Your goal
Rewrite all the records below as a single numbered list, with one line per item and no blank lines. Leave the pictures out.
━━━ Data supplied ━━━
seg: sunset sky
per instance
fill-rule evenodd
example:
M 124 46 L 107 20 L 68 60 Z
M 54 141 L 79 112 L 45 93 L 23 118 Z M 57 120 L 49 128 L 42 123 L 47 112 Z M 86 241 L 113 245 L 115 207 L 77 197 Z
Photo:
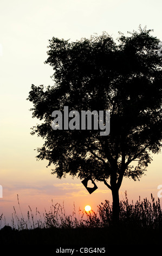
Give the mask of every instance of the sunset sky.
M 0 215 L 11 219 L 13 206 L 17 208 L 17 194 L 24 215 L 28 205 L 34 211 L 47 210 L 53 203 L 64 202 L 67 213 L 75 204 L 76 211 L 87 204 L 96 210 L 105 199 L 112 201 L 111 191 L 102 182 L 89 194 L 76 178 L 58 179 L 37 161 L 35 149 L 43 141 L 30 135 L 30 127 L 38 120 L 31 118 L 32 105 L 26 99 L 31 84 L 53 85 L 51 67 L 47 58 L 48 40 L 80 40 L 106 31 L 115 39 L 120 31 L 142 28 L 153 29 L 153 36 L 162 40 L 161 0 L 1 0 L 0 8 Z M 127 192 L 130 202 L 157 199 L 157 187 L 162 184 L 161 154 L 153 156 L 146 176 L 140 181 L 124 179 L 120 199 Z M 162 199 L 160 199 L 160 200 Z

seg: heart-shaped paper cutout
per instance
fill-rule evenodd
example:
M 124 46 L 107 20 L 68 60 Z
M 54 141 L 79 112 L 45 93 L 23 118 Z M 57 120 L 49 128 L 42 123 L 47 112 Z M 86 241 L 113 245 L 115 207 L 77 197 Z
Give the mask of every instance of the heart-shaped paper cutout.
M 93 188 L 94 187 L 94 184 L 92 183 L 91 180 L 89 180 L 87 182 L 87 187 L 89 187 L 90 188 Z

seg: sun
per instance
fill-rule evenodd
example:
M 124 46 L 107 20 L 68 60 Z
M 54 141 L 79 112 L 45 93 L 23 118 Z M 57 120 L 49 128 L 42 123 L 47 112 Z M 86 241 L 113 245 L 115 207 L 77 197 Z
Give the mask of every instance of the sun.
M 86 205 L 85 208 L 85 211 L 90 211 L 91 210 L 91 207 L 90 205 Z

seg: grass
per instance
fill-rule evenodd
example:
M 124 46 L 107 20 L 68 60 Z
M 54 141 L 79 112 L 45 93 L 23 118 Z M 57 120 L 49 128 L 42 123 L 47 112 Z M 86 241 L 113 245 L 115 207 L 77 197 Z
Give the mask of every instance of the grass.
M 86 212 L 79 209 L 71 215 L 66 214 L 64 205 L 52 204 L 50 210 L 41 215 L 36 209 L 34 214 L 29 206 L 25 219 L 17 195 L 20 216 L 14 207 L 11 224 L 0 230 L 3 244 L 22 245 L 120 245 L 160 244 L 162 212 L 160 200 L 152 202 L 139 198 L 135 204 L 125 199 L 120 203 L 120 221 L 112 225 L 112 206 L 108 200 L 98 206 L 98 211 Z M 5 221 L 0 216 L 0 223 Z M 6 224 L 6 223 L 5 223 Z

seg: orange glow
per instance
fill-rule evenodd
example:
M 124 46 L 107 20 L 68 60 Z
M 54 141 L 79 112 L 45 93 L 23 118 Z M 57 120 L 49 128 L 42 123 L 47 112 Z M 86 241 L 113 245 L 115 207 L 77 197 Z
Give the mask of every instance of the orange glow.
━━━
Output for this exercise
1. seg: sunset sky
2. per instance
3. fill-rule evenodd
4. example:
5. M 124 46 L 107 20 L 68 60 Z
6. M 54 141 L 79 112 L 45 93 L 23 118 Z M 57 120 L 49 128 L 42 123 L 47 112 Z M 86 241 L 113 245 L 115 207 L 77 197 Z
7. Photo:
8. Give the mask of every instance of the sunset sky.
9. M 0 215 L 11 219 L 13 206 L 17 208 L 17 194 L 24 215 L 28 205 L 34 211 L 47 210 L 53 203 L 64 202 L 67 213 L 75 204 L 76 211 L 87 204 L 96 210 L 105 199 L 112 201 L 111 191 L 102 182 L 89 194 L 76 178 L 58 179 L 37 161 L 35 149 L 43 141 L 30 135 L 30 127 L 38 120 L 31 118 L 32 105 L 26 99 L 31 84 L 53 85 L 51 67 L 47 58 L 48 40 L 80 40 L 106 31 L 115 39 L 120 31 L 142 28 L 153 29 L 153 36 L 162 40 L 161 0 L 1 0 L 0 8 Z M 127 192 L 130 202 L 157 199 L 157 187 L 162 184 L 161 154 L 153 156 L 146 176 L 140 181 L 124 179 L 120 199 Z M 162 199 L 160 199 L 160 200 Z
10. seg: heart-shaped paper cutout
11. per instance
12. fill-rule evenodd
13. example:
14. M 124 46 L 107 20 L 68 60 Z
15. M 54 141 L 79 112 L 45 93 L 23 118 Z M 57 120 L 49 128 L 42 123 L 47 112 Z M 86 241 L 113 245 L 115 207 L 77 197 Z
16. Give the mask of every instance of the heart-shaped paper cutout.
17. M 93 188 L 94 187 L 94 184 L 92 183 L 91 180 L 89 180 L 87 182 L 87 187 L 89 187 L 90 188 Z
18. seg: sun
19. per instance
20. fill-rule evenodd
21. example:
22. M 124 46 L 107 20 L 68 60 Z
23. M 54 141 L 79 112 L 45 93 L 23 118 Z M 57 120 L 49 128 L 42 123 L 47 112 Z M 86 241 L 113 245 L 115 207 L 77 197 Z
24. Give the mask of every instance of the sun.
25. M 86 205 L 85 208 L 85 211 L 90 211 L 91 210 L 91 207 L 90 205 Z
26. seg: grass
27. per instance
28. fill-rule evenodd
29. example:
30. M 124 46 L 107 20 L 68 60 Z
31. M 54 141 L 79 112 L 45 93 L 23 118 Z M 57 120 L 49 128 L 42 123 L 47 112 Z M 86 241 L 113 245 L 115 207 L 77 197 Z
32. Give the mask of every instance of the grass.
33. M 86 212 L 79 209 L 71 215 L 66 214 L 64 205 L 52 204 L 50 210 L 41 215 L 36 209 L 34 214 L 29 206 L 25 219 L 17 195 L 20 216 L 14 207 L 11 224 L 0 230 L 3 244 L 22 245 L 120 245 L 160 244 L 162 212 L 160 200 L 152 202 L 139 198 L 135 204 L 125 199 L 120 203 L 120 221 L 112 225 L 112 206 L 108 200 L 98 206 L 98 211 Z M 5 221 L 0 216 L 0 223 Z M 6 224 L 6 223 L 5 223 Z
34. seg: orange glow
35. per instance
36. fill-rule evenodd
37. example:
38. M 124 46 L 107 20 L 68 60 Z
39. M 54 141 L 79 112 L 45 93 L 23 118 Z M 57 120 L 49 128 L 42 123 L 47 112 Z M 86 241 L 113 245 L 115 207 L 77 197 Z
40. Give the mask of every instance of the orange glow.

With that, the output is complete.